Requirement: Copy each line of the following data that contains "below".

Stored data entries
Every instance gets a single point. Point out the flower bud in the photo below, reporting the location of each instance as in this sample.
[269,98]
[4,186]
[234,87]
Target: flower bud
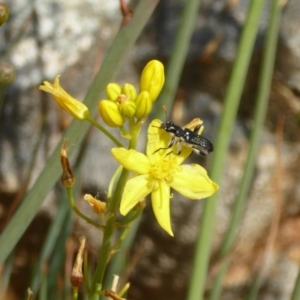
[4,13]
[110,113]
[76,275]
[127,107]
[7,74]
[152,79]
[143,105]
[130,91]
[67,178]
[113,91]
[99,207]
[69,104]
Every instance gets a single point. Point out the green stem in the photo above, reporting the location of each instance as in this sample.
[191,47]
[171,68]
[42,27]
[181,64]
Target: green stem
[108,233]
[233,94]
[112,182]
[79,213]
[115,57]
[102,129]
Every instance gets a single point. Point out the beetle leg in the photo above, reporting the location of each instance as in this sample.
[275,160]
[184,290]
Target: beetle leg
[171,143]
[199,129]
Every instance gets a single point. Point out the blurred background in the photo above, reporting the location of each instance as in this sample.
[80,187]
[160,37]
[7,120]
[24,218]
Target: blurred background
[44,38]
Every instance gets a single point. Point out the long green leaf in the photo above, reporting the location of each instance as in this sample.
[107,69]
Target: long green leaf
[114,59]
[178,56]
[233,94]
[259,117]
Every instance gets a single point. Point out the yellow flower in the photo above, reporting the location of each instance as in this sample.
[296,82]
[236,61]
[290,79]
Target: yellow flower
[152,79]
[69,104]
[121,104]
[158,173]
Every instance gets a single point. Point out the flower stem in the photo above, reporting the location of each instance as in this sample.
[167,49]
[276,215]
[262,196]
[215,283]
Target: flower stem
[108,232]
[79,213]
[102,129]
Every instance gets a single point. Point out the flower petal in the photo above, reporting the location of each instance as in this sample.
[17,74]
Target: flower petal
[135,190]
[193,182]
[132,160]
[161,206]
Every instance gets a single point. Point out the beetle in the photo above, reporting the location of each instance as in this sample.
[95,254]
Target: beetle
[189,135]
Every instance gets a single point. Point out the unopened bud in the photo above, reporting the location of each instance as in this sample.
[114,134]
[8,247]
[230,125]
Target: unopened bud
[152,79]
[113,91]
[4,13]
[71,105]
[110,113]
[67,178]
[127,107]
[143,105]
[130,91]
[77,276]
[99,207]
[7,73]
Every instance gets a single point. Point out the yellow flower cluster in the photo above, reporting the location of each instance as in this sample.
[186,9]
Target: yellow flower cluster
[158,173]
[124,102]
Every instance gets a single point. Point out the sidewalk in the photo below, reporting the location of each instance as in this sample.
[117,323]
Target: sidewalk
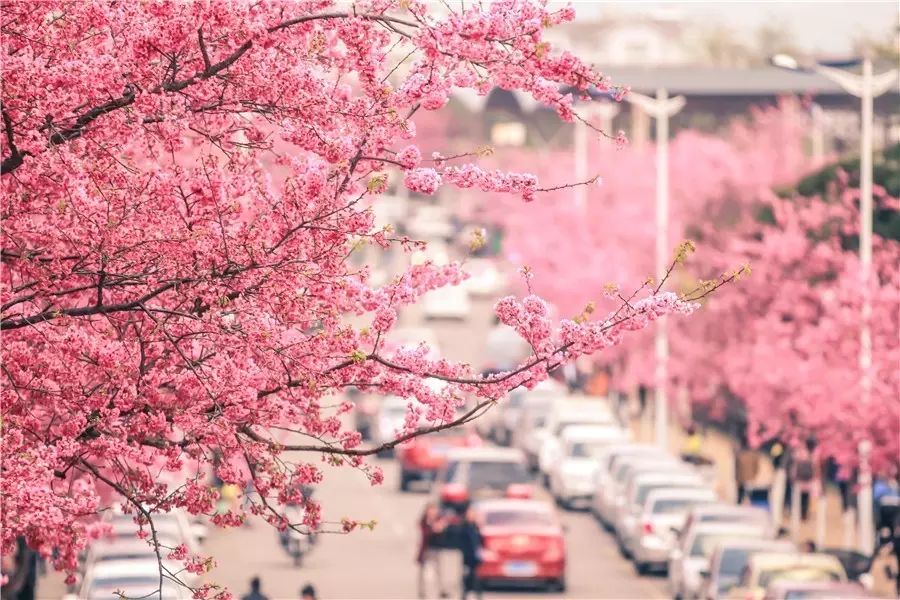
[719,447]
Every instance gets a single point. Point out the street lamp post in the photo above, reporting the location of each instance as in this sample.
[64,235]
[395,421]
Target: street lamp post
[867,87]
[606,111]
[661,108]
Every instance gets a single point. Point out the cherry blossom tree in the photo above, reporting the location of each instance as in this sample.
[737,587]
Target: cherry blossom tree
[610,241]
[183,184]
[792,359]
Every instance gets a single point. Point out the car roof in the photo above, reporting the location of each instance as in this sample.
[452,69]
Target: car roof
[764,544]
[129,567]
[729,509]
[593,431]
[514,504]
[485,454]
[768,560]
[678,493]
[847,587]
[738,529]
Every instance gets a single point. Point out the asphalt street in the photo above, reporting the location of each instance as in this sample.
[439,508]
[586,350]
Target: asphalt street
[380,564]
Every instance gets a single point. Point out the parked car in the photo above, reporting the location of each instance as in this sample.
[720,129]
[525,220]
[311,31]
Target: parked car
[728,562]
[689,561]
[766,569]
[173,525]
[512,410]
[368,405]
[389,420]
[571,411]
[608,459]
[816,591]
[485,279]
[638,487]
[523,544]
[422,457]
[483,472]
[572,474]
[624,469]
[663,509]
[728,513]
[133,577]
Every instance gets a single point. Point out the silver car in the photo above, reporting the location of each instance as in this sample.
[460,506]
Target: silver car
[663,510]
[638,487]
[727,513]
[607,461]
[728,562]
[520,400]
[611,492]
[689,560]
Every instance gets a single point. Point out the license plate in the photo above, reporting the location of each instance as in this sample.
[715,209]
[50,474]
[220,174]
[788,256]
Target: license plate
[520,569]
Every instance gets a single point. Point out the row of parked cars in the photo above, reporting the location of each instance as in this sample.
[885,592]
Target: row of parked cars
[125,562]
[663,512]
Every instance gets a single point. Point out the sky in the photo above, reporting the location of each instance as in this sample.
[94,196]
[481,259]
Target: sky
[822,27]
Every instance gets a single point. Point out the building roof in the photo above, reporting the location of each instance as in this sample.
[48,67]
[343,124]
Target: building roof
[722,81]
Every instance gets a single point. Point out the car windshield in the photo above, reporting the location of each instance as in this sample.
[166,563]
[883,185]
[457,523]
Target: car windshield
[495,474]
[668,506]
[393,412]
[798,574]
[585,449]
[517,518]
[733,561]
[644,490]
[705,543]
[134,587]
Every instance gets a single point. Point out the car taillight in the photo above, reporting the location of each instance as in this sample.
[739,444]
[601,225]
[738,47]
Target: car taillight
[555,551]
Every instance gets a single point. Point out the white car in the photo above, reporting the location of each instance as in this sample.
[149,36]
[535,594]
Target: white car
[639,485]
[611,495]
[430,221]
[135,578]
[172,525]
[483,471]
[505,348]
[572,411]
[485,279]
[690,559]
[728,562]
[663,510]
[389,420]
[607,459]
[572,475]
[448,302]
[411,338]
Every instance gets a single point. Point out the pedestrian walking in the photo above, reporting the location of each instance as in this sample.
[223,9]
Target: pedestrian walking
[255,593]
[693,444]
[805,476]
[308,592]
[430,556]
[746,469]
[471,547]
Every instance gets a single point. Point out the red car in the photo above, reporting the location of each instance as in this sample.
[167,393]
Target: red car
[422,457]
[523,543]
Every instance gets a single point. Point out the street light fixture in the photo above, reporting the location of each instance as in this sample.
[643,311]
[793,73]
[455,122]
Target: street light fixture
[661,108]
[867,87]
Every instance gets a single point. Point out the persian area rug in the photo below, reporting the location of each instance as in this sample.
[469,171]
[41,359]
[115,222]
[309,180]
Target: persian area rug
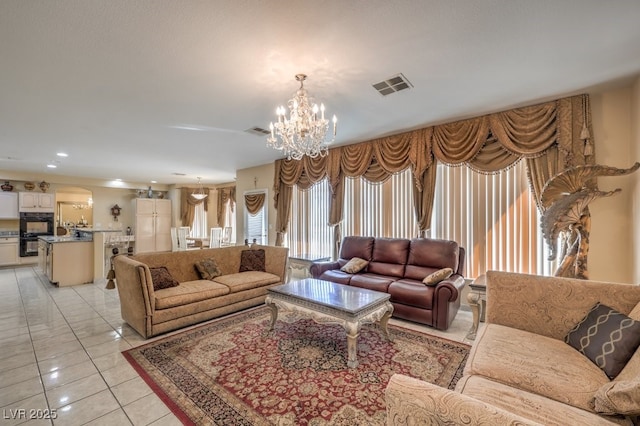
[233,371]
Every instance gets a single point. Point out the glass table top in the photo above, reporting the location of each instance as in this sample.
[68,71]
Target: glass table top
[338,296]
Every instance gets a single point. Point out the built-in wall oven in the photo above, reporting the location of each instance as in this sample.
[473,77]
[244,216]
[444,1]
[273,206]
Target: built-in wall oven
[33,225]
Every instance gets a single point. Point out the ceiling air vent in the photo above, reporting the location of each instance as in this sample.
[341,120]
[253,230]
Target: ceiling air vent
[393,84]
[258,131]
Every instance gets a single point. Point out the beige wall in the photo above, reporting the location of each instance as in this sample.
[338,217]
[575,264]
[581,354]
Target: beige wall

Reply:
Every instance gets a single point. Point out the flower bud in the photo below, reporting the location of each instance as in this sample.
Every instance gets a single point. Point out the sidewalk in the photo below, reporting the location of each instance as in this sample.
Every instance gets a single point. Point out the persian area rug in the photo below, reporting the location of each instance as in this sample.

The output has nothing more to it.